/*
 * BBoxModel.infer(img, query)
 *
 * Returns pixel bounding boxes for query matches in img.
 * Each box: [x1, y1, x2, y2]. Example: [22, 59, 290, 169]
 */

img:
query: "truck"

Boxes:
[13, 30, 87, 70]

□ □ □

TASK STATEMENT.
Return the listing in full, exactly.

ANSWER TO THE PROBLEM.
/*
 * BBoxModel.infer(img, query)
 *
 * Returns pixel bounding boxes for query matches in img.
 * Each box: [x1, y1, x2, y2]. Example: [22, 59, 290, 169]
 */

img:
query: "truck"

Boxes:
[13, 30, 87, 70]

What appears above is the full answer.